• _Job_: Please copy the lines of the items below verbatim, beginning with the line that contains "Segment blue and" and continuing through the line that contains "[62,85,81,102]".

• _Image entries on named regions_:
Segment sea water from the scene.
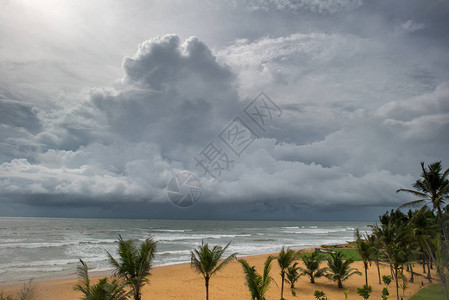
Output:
[0,218,372,284]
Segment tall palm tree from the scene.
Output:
[239,255,275,300]
[385,237,413,300]
[285,262,302,289]
[300,252,327,283]
[326,252,362,288]
[432,236,449,300]
[409,206,438,279]
[396,162,449,245]
[355,228,373,286]
[108,235,157,300]
[277,247,298,299]
[73,259,128,300]
[190,241,237,300]
[366,233,382,284]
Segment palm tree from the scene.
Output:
[385,236,413,300]
[190,241,237,300]
[396,161,449,245]
[300,252,327,283]
[409,206,438,279]
[239,255,275,300]
[73,259,128,300]
[326,252,362,288]
[285,262,302,289]
[277,247,298,299]
[355,228,373,286]
[108,235,157,300]
[366,233,382,284]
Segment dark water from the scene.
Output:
[0,218,371,282]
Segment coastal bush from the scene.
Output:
[238,255,276,300]
[326,252,362,288]
[108,235,157,300]
[285,262,302,289]
[313,290,327,300]
[73,259,129,300]
[190,241,237,300]
[276,247,299,299]
[300,252,327,283]
[0,280,37,300]
[382,287,390,300]
[357,284,373,300]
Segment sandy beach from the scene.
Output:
[0,249,436,300]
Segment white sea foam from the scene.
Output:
[0,218,370,282]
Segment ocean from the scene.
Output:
[0,218,372,284]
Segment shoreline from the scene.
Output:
[0,243,318,288]
[0,247,437,300]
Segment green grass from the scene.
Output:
[410,284,446,300]
[304,248,362,261]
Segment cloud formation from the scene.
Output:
[0,0,449,218]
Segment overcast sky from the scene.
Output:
[0,0,449,220]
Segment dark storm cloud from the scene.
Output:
[0,0,449,219]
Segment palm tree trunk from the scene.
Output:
[134,287,141,300]
[410,265,415,283]
[437,205,449,247]
[376,259,382,284]
[281,271,285,299]
[394,267,399,300]
[440,275,449,300]
[364,263,368,286]
[204,277,209,300]
[422,254,426,274]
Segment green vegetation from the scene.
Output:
[277,247,298,299]
[73,259,129,300]
[410,284,446,300]
[0,280,37,300]
[300,252,327,283]
[190,242,237,300]
[239,256,275,300]
[326,252,362,288]
[285,262,302,292]
[108,235,157,300]
[355,229,373,286]
[357,284,373,299]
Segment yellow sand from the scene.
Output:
[0,251,436,300]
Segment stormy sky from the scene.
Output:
[0,0,449,220]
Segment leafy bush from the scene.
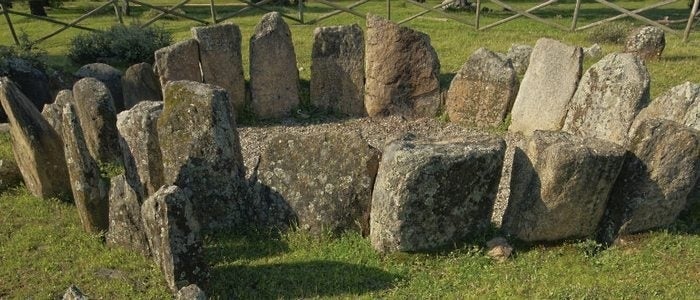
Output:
[68,25,172,65]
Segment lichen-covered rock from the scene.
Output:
[502,131,625,242]
[63,104,109,233]
[155,39,202,89]
[365,14,440,118]
[445,48,518,128]
[625,26,666,60]
[122,63,163,110]
[105,174,150,255]
[598,119,700,242]
[311,24,367,116]
[250,12,299,119]
[0,77,70,198]
[72,77,121,163]
[157,81,248,228]
[508,38,583,135]
[141,186,209,293]
[562,53,649,145]
[258,132,380,234]
[74,63,124,113]
[117,101,163,198]
[192,23,245,113]
[370,136,505,252]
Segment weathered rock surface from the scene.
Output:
[63,104,109,233]
[508,38,583,135]
[74,63,124,113]
[365,14,440,118]
[105,174,150,255]
[370,136,505,252]
[598,119,700,242]
[141,186,209,293]
[250,12,299,119]
[192,23,245,113]
[73,77,121,163]
[117,101,163,199]
[157,81,248,228]
[311,24,367,116]
[562,53,649,145]
[625,26,666,60]
[445,48,518,128]
[155,39,202,89]
[258,132,380,234]
[0,77,70,198]
[122,63,163,110]
[502,131,625,242]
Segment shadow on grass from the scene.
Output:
[210,260,401,299]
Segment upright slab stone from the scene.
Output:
[258,132,380,234]
[73,77,121,163]
[562,53,649,145]
[157,81,248,228]
[365,14,440,118]
[74,63,125,113]
[598,119,700,242]
[250,12,299,119]
[370,136,505,252]
[502,130,625,242]
[311,24,367,116]
[192,23,245,113]
[0,77,70,198]
[141,186,209,293]
[155,39,202,89]
[117,101,164,199]
[63,104,109,233]
[122,63,163,110]
[445,48,518,128]
[508,38,583,135]
[105,174,150,256]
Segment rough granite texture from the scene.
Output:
[370,136,505,252]
[502,131,625,242]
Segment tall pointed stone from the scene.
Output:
[0,77,70,198]
[250,12,299,119]
[365,14,440,118]
[192,23,245,114]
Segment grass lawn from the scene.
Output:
[0,0,700,299]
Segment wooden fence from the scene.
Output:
[0,0,700,45]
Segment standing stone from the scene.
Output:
[157,81,248,228]
[562,53,649,145]
[311,24,367,116]
[192,23,245,113]
[73,77,121,163]
[250,12,299,119]
[502,130,625,242]
[74,63,125,112]
[0,77,70,198]
[117,101,163,199]
[141,186,209,293]
[365,14,440,118]
[122,63,163,110]
[599,119,700,242]
[508,38,583,135]
[370,136,505,252]
[445,48,518,128]
[258,132,380,234]
[625,26,666,60]
[63,104,109,233]
[105,175,150,255]
[155,39,202,89]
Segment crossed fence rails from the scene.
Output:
[0,0,700,45]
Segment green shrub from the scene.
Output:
[68,25,172,65]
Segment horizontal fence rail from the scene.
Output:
[0,0,700,45]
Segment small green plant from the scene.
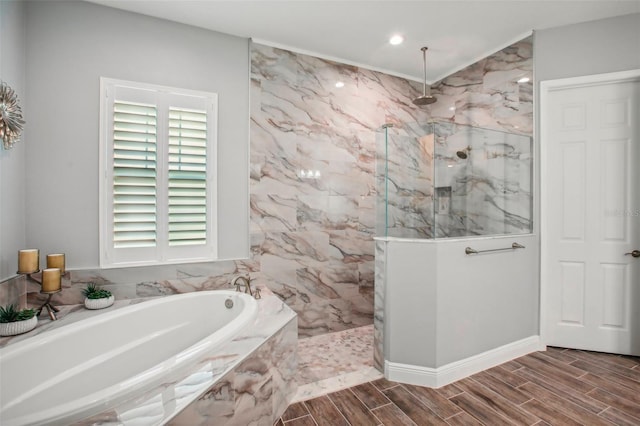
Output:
[0,305,36,322]
[82,283,111,299]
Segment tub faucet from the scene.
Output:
[231,275,253,296]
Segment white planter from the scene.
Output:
[84,294,115,309]
[0,316,38,336]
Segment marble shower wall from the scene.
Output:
[378,37,533,238]
[250,44,427,336]
[433,122,533,238]
[0,39,533,337]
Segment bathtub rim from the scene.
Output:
[0,290,259,426]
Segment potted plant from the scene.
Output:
[82,283,115,309]
[0,305,38,336]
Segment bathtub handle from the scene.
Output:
[464,243,525,254]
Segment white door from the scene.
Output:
[541,75,640,355]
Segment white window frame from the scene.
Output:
[99,77,219,268]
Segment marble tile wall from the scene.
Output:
[250,44,426,337]
[0,44,427,337]
[0,35,533,337]
[434,122,533,238]
[377,37,533,238]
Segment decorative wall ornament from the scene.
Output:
[0,81,24,149]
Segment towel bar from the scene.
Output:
[464,243,525,254]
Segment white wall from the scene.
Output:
[0,1,29,281]
[534,13,640,82]
[22,1,249,268]
[385,234,538,368]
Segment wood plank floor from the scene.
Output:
[276,348,640,426]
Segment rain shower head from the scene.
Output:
[456,146,471,160]
[413,47,438,106]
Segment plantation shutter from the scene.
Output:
[113,100,158,248]
[100,79,217,267]
[168,107,207,246]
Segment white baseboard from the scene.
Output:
[384,336,546,388]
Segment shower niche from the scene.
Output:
[374,122,539,387]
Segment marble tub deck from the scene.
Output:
[291,325,383,403]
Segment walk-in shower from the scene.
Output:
[376,122,533,239]
[374,121,538,387]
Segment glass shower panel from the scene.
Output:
[376,123,434,238]
[434,122,533,238]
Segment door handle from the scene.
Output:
[625,250,640,257]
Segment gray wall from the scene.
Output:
[20,1,249,268]
[535,13,640,81]
[0,1,28,281]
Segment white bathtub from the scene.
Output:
[0,291,257,426]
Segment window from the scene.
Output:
[100,78,217,267]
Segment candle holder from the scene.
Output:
[16,269,42,286]
[17,270,62,321]
[38,290,62,321]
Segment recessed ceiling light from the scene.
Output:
[389,34,404,46]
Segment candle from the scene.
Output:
[18,249,40,274]
[47,253,65,275]
[42,268,62,293]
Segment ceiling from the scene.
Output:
[90,0,640,83]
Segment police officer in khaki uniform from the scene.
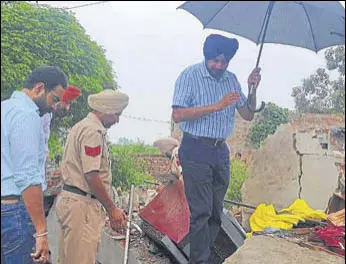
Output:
[56,90,129,264]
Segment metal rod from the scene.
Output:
[247,1,275,113]
[124,185,134,264]
[144,181,160,186]
[224,200,256,210]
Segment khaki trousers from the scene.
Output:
[56,191,105,264]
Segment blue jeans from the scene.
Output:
[179,137,230,264]
[1,201,35,264]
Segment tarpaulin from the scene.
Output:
[139,180,190,244]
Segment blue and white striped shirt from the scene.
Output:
[1,91,46,196]
[172,62,247,139]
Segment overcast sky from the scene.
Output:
[39,1,345,144]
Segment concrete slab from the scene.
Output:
[224,236,345,264]
[301,155,339,211]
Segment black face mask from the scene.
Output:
[54,108,67,117]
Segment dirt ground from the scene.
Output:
[225,236,345,264]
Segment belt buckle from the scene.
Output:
[214,139,223,147]
[1,200,19,204]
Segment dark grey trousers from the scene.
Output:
[179,137,230,264]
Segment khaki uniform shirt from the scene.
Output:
[61,113,111,193]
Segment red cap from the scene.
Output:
[62,85,81,102]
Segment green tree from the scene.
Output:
[292,46,345,114]
[1,1,117,158]
[110,142,160,189]
[226,159,248,203]
[1,2,117,129]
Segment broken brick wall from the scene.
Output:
[171,112,261,160]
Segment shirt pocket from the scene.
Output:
[1,204,23,254]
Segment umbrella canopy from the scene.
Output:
[178,1,345,52]
[178,1,345,112]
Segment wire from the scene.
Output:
[62,1,111,10]
[121,113,171,124]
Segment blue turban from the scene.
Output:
[203,34,239,61]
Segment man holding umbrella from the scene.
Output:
[172,34,261,264]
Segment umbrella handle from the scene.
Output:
[246,85,266,113]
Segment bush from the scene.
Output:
[247,103,288,148]
[110,142,159,190]
[225,159,248,209]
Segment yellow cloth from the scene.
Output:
[88,89,129,114]
[250,199,327,232]
[279,199,327,220]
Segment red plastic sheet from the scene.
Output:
[140,180,190,244]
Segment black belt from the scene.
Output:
[1,195,23,201]
[183,132,226,147]
[62,184,96,199]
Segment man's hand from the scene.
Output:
[247,68,261,89]
[31,236,50,263]
[109,207,127,231]
[216,92,240,111]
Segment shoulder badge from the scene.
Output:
[84,146,101,157]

• _Exercise answer_:
Segment blue and white striped shirt from the scene.
Output:
[1,91,46,196]
[172,62,247,139]
Segment overcast sky from the scene.
Output:
[39,1,345,144]
Segment concrete slab from the scene.
Output:
[224,236,345,264]
[301,155,339,211]
Segment black face mask from the scene.
Output:
[54,108,67,117]
Segment dirt ground from the scene.
Output:
[225,236,345,264]
Segment belt buckle from the scene.
Output:
[214,139,223,147]
[1,200,19,204]
Segment dark grey trousers from the scene.
Output:
[179,137,230,264]
Segment khaki uniform shirt from the scene.
Output:
[61,113,111,193]
Segment red cap from the scene.
Output:
[62,85,81,102]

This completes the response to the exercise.